> _To do_:
Give back the records below exactly, every one, with no pictures.

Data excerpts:
·····
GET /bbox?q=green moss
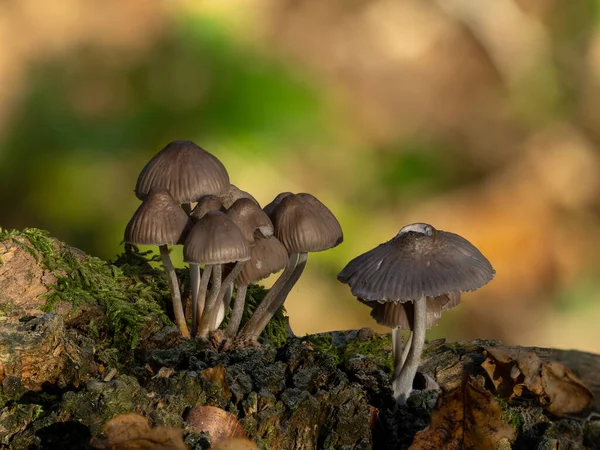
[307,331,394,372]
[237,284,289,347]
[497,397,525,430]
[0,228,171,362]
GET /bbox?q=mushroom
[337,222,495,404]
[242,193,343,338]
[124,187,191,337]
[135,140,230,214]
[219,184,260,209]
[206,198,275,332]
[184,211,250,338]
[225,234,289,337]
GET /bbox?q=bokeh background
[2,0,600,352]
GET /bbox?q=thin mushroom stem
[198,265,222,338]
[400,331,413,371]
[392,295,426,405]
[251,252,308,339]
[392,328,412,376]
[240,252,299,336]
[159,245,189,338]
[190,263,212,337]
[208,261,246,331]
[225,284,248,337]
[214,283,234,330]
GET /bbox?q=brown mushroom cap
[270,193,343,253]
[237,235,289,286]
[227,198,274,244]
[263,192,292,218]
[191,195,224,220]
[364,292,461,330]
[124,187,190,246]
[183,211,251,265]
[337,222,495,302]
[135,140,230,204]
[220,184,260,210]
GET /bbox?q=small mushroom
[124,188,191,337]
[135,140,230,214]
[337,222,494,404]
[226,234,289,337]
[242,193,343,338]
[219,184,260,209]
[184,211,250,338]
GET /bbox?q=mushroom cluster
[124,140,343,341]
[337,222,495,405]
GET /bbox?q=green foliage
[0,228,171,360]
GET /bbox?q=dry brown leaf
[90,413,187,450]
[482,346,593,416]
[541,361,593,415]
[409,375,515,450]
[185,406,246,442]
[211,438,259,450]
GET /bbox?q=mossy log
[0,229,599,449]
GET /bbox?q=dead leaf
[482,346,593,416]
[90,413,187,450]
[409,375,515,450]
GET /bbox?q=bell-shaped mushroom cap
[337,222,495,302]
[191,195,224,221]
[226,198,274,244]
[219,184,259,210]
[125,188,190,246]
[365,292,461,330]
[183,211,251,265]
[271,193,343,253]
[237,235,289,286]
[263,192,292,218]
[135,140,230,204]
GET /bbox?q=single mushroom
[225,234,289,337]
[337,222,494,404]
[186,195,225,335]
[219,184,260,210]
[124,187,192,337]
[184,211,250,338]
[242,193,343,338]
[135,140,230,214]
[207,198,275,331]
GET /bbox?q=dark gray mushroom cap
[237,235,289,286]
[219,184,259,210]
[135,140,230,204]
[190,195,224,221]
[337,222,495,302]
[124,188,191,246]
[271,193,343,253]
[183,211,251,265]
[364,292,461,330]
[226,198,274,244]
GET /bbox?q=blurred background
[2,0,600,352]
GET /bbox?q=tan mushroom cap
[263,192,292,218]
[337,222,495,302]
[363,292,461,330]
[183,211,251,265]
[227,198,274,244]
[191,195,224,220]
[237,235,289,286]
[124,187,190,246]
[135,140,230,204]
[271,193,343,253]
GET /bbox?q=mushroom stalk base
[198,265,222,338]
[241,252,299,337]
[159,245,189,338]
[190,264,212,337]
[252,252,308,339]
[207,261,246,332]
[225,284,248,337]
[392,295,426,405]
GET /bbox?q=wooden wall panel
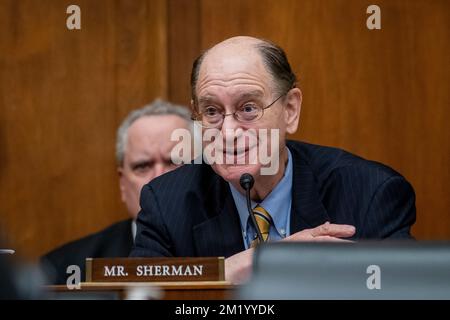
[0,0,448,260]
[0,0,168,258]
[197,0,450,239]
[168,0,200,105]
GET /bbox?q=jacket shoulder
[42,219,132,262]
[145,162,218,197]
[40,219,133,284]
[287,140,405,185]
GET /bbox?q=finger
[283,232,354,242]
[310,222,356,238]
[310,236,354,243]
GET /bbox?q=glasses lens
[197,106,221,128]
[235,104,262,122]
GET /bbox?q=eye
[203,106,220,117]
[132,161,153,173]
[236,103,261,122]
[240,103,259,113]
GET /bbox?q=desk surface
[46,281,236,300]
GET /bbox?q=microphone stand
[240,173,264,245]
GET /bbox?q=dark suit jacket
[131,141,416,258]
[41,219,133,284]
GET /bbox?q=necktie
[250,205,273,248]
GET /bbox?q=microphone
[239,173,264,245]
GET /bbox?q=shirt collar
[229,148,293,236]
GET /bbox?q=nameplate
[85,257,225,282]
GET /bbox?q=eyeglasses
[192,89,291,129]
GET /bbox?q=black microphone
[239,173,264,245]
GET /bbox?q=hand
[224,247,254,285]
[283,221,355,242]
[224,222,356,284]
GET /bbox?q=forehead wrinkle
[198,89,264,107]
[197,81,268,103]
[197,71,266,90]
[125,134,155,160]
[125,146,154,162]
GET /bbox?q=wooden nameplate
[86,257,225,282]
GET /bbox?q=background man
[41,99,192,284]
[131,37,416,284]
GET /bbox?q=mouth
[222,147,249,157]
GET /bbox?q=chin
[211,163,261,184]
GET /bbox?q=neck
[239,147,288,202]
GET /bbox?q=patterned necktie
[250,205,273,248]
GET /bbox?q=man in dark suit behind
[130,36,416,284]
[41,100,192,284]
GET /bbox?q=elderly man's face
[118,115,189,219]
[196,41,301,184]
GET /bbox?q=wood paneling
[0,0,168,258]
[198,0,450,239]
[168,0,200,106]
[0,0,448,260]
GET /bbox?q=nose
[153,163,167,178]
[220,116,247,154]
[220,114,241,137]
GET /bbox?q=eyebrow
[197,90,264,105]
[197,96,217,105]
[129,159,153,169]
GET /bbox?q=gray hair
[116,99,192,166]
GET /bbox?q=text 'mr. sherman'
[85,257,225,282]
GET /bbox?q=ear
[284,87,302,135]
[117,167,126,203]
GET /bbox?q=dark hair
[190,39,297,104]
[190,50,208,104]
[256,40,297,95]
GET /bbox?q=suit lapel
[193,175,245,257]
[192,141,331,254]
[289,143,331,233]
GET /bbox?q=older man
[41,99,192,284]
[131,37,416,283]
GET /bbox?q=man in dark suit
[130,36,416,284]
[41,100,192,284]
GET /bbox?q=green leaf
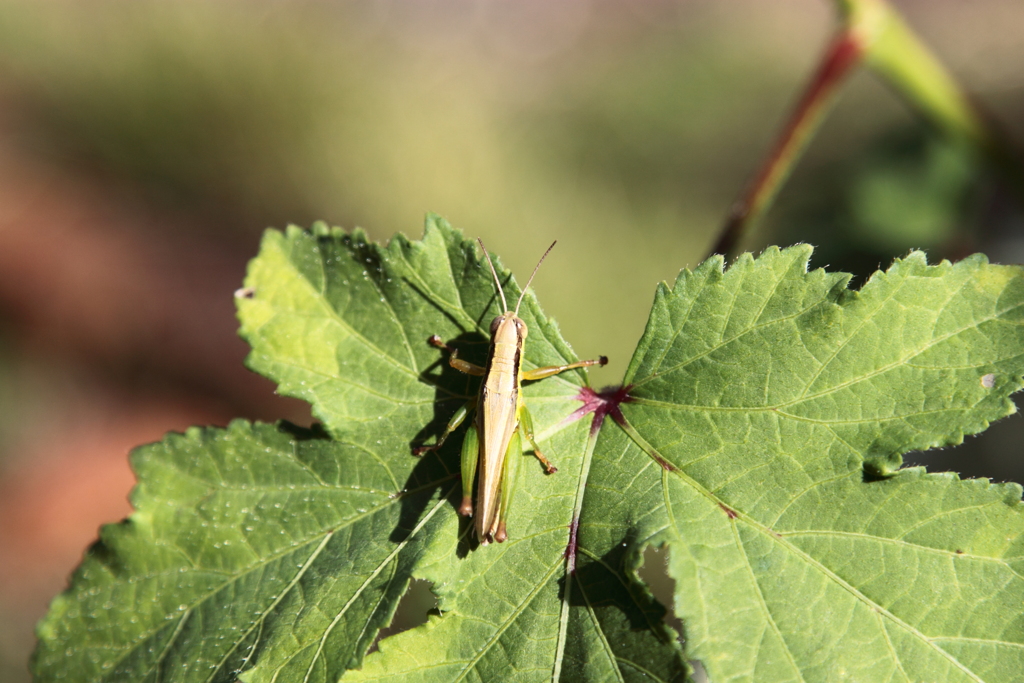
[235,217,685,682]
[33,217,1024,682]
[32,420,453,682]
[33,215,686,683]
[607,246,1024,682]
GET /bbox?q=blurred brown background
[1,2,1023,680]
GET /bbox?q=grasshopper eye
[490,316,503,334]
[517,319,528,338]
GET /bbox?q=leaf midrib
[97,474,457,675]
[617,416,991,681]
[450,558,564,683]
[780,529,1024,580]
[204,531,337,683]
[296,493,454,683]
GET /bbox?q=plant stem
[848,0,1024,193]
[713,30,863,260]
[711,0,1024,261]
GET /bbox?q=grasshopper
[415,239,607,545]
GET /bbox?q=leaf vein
·····
> _Worked solution_:
GET /bbox?q=green moss
[307,331,394,372]
[237,284,289,347]
[497,397,525,430]
[0,228,171,362]
GET /bbox?q=mushroom
[337,222,495,404]
[242,193,343,338]
[124,187,191,337]
[135,140,230,214]
[219,184,260,209]
[206,198,275,332]
[184,211,250,338]
[225,234,289,337]
GET /bbox?q=bokeh background
[2,0,600,352]
GET /bbox?q=thin mushroom stem
[198,265,222,338]
[400,331,413,371]
[392,295,426,405]
[251,252,308,339]
[392,328,412,376]
[240,252,299,336]
[159,245,189,338]
[190,263,212,337]
[208,261,246,331]
[225,284,248,337]
[214,283,234,330]
GET /bbox?q=brown mushroom cap
[270,193,343,253]
[237,235,289,286]
[227,198,274,244]
[263,192,292,218]
[191,195,224,220]
[364,292,461,330]
[124,187,190,246]
[183,211,251,265]
[337,222,495,302]
[135,140,230,204]
[220,184,260,210]
GET /bbox?q=small mushroom
[124,188,191,337]
[135,140,230,214]
[337,222,494,404]
[226,234,289,337]
[242,193,343,338]
[219,184,260,209]
[184,211,250,338]
GET /bbox?q=mushroom cluster
[124,140,343,341]
[337,222,495,405]
GET /bbox?q=green foliage
[0,228,171,360]
GET /bbox?q=dry brown leaf
[90,413,187,450]
[482,346,593,416]
[541,361,593,415]
[409,375,515,450]
[185,406,246,442]
[211,438,259,450]
GET /bbox?q=mossy log
[0,229,599,449]
GET /bbox?q=dead leaf
[482,346,593,416]
[90,413,187,450]
[409,375,515,450]
GET /bbox?q=bell-shaped mushroom cap
[337,222,495,302]
[191,195,224,221]
[226,198,274,244]
[219,184,259,210]
[125,188,190,246]
[365,292,461,330]
[183,211,251,265]
[271,193,343,253]
[237,235,289,286]
[263,192,292,218]
[135,140,230,204]
GET /bbox?q=single mushroom
[225,234,289,337]
[337,222,494,404]
[186,195,225,335]
[219,184,260,210]
[124,187,192,337]
[184,211,250,338]
[242,193,343,338]
[135,140,230,214]
[207,198,275,331]
GET /bbox?q=dark gray mushroom cap
[237,235,289,286]
[219,184,259,210]
[135,140,230,204]
[190,195,224,221]
[337,222,495,302]
[124,188,191,246]
[271,193,343,253]
[183,211,251,265]
[364,292,461,330]
[226,198,274,244]
GET /bbox?q=blurred background
[2,0,600,352]
GET /bbox?q=tan mushroom cap
[263,192,292,218]
[337,222,495,302]
[363,292,461,330]
[183,211,251,265]
[227,198,274,244]
[191,195,224,220]
[237,235,289,286]
[124,187,190,246]
[135,140,230,204]
[271,193,343,253]
GET /bbox?q=mushroom stalk base
[198,265,222,338]
[241,252,299,337]
[159,245,189,338]
[190,264,212,337]
[252,252,308,339]
[207,261,246,332]
[225,284,248,337]
[392,295,426,405]
GET /bbox?q=wooden wall panel
[0,0,448,260]
[0,0,168,258]
[197,0,450,239]
[168,0,200,105]
GET /bbox?q=jacket shoulder
[42,219,132,262]
[145,162,218,197]
[40,219,133,284]
[287,140,405,185]
GET /bbox?q=finger
[283,232,354,242]
[310,222,356,238]
[310,236,354,243]
GET /bbox?q=glasses lens
[197,106,221,128]
[235,104,262,122]
GET /bbox?q=eye
[203,106,220,117]
[132,161,153,173]
[236,103,261,122]
[240,103,259,113]
GET /bbox?q=desk surface
[46,281,236,300]
GET /bbox?q=microphone stand
[240,173,264,245]
GET /bbox?q=dark suit jacket
[131,141,416,258]
[41,219,133,284]
GET /bbox?q=necktie
[250,205,273,248]
GET /bbox?q=microphone
[239,173,264,245]
GET /bbox?q=shirt collar
[229,148,293,236]
GET /bbox?q=nameplate
[85,257,225,282]
GET /bbox?q=eyeglasses
[192,89,291,129]
GET /bbox?q=black microphone
[239,173,264,245]
GET /bbox?q=hand
[224,247,254,285]
[283,221,355,242]
[224,222,356,284]
GET /bbox?q=forehead wrinkle
[198,89,264,107]
[197,81,268,103]
[197,71,266,90]
[125,134,155,160]
[125,146,154,162]
GET /bbox?q=wooden nameplate
[86,257,225,282]
GET /bbox?q=background man
[41,99,192,284]
[131,37,416,284]
GET /bbox?q=mouth
[222,147,249,157]
GET /bbox?q=chin
[211,163,261,184]
GET /bbox?q=neck
[239,147,288,202]
GET /bbox?q=patterned necktie
[250,205,273,248]
GET /bbox?q=man in dark suit behind
[130,36,416,284]
[41,100,192,284]
GET /bbox?q=elderly man's face
[118,115,189,219]
[196,41,301,184]
GET /bbox?q=wood paneling
[0,0,168,258]
[198,0,450,239]
[168,0,200,106]
[0,0,448,260]
GET /bbox?q=nose
[153,163,167,178]
[220,116,247,154]
[220,114,241,137]
GET /bbox?q=eyebrow
[197,90,264,105]
[197,96,217,105]
[129,159,153,169]
GET /bbox?q=gray hair
[116,99,192,166]
GET /bbox?q=text 'mr. sherman'
[85,257,225,282]
GET /bbox?q=ear
[284,87,302,135]
[117,167,126,203]
GET /bbox?q=dark hair
[190,39,297,104]
[190,50,208,104]
[256,40,297,95]
GET /bbox?q=suit lapel
[193,175,245,257]
[192,141,331,254]
[289,143,331,233]
GET /bbox?q=older man
[41,99,192,284]
[131,37,416,283]
GET /bbox?q=man in dark suit
[130,36,416,284]
[41,100,192,284]
GET /bbox?q=green leaf
[235,217,685,682]
[33,217,1024,682]
[32,420,453,682]
[33,215,686,683]
[607,246,1024,682]
GET /bbox?q=blurred brown background
[1,2,1023,680]
GET /bbox?q=grasshopper eye
[490,316,503,334]
[517,319,528,338]
GET /bbox?q=leaf midrib
[97,474,457,675]
[617,416,991,681]
[450,558,564,683]
[780,529,1024,580]
[204,531,337,683]
[296,493,454,683]
GET /bbox?q=plant stem
[848,0,1024,193]
[713,30,863,260]
[711,0,1024,261]
GET /bbox?q=grasshopper
[415,239,607,545]
GET /bbox?q=leaf vein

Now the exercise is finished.